◆ Passage provided:
When he was eight, we moved and left his Volkswagen bedroom behind, and though he still loved them as well as the weather, he was also becoming interested in wrestling.  (Finally, something “normal.”)  I made him the coolest bedroom by painting two of his walls red and two walls black, then I painted a glow in the dark WWE logo and a John Cena “You Can’t See Me” logo, and I bought a black light to help them glow.

After that, though he still loved the weather and Volkswagen Beetles, he was obsessed with wrestling.  He would still say “punch buggy” every time he saw a Beetle, and even to this day, he’s still fascinated by weather-themed disaster movies.  But he became a wrestling fanatic in every sense of the word.  By the time he was in the sixth grade, he even had his entire class, his teachers included, believing that John Cena was his uncle!  (Boy was THAT an embarrassing parent-teacher conference!)

At first, it was easy to shop for him because all I had to buy was wrestling dolls (okay, action figures!) and the amenities such as the ring, the announcer table, etc.  But as he got older, he wanted real folding metal chairs and tables so he could crack his friends over the skull with them just like the wrestlers do on TV!  (The sucky thing for me and the rest of the household was that none of the rest of us cared a thing about wrestling, yet we got to hear about little else, morning, noon and night.)

At about fourteen years old, he became interested obsessed with mixing audio.  He also YouTubed and Googled everything about music engineering, and then he found a local studio that was willing to allow him to intern there.  He learned so much that he was soon mixing music better than men twice his age who had been mixing for years.  I believe it is because of his Autism that his ear for mixing is so keen.

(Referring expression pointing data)
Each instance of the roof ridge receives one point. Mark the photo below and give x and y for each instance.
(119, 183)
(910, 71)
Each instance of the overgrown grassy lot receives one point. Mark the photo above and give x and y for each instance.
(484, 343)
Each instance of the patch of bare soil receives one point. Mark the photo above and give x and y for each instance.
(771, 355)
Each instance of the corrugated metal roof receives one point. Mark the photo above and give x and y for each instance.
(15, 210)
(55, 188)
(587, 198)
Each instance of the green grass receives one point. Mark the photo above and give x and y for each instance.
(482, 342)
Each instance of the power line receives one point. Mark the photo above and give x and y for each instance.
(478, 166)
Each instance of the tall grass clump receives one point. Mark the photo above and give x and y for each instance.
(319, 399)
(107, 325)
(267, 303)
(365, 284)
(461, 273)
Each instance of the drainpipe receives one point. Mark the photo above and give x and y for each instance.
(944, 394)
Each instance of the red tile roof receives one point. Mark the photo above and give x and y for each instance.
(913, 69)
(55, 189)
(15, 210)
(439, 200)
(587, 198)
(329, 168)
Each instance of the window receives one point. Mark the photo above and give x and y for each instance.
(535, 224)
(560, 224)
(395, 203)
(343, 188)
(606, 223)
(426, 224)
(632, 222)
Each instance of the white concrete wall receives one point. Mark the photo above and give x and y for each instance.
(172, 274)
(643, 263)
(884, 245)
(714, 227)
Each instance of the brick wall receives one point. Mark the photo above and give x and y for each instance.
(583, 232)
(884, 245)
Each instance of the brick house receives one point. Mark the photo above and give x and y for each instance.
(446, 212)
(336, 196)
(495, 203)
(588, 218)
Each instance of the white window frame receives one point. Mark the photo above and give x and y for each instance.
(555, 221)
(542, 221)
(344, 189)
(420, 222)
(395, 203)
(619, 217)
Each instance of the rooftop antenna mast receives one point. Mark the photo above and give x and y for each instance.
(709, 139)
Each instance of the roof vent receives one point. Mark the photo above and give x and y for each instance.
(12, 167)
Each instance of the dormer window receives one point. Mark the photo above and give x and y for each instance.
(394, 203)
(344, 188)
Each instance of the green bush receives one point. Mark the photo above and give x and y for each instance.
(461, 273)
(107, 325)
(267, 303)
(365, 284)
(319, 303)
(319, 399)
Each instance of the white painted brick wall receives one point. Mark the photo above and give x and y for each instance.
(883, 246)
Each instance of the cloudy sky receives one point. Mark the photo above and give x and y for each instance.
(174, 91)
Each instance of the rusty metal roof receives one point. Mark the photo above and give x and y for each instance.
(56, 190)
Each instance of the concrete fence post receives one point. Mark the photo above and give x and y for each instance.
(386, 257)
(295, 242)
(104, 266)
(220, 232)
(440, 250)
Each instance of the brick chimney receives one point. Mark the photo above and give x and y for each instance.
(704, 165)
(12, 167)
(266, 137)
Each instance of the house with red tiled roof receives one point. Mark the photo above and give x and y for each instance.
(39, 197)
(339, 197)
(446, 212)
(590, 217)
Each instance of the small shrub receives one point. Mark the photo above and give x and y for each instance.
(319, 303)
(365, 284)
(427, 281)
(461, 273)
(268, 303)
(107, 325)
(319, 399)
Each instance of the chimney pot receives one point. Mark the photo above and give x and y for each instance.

◆ Task goal:
Answer these questions from the passage about the boy's changing interests:
1. How old was he when the family moved and left his Volkswagen bedroom behind?
2. By sixth grade, what did he have his entire class, teachers included, believing?
3. At about what age did he become obsessed with mixing audio?

◆ Exercise solution:
1. Eight.
2. That John Cena was his uncle.
3. About fourteen.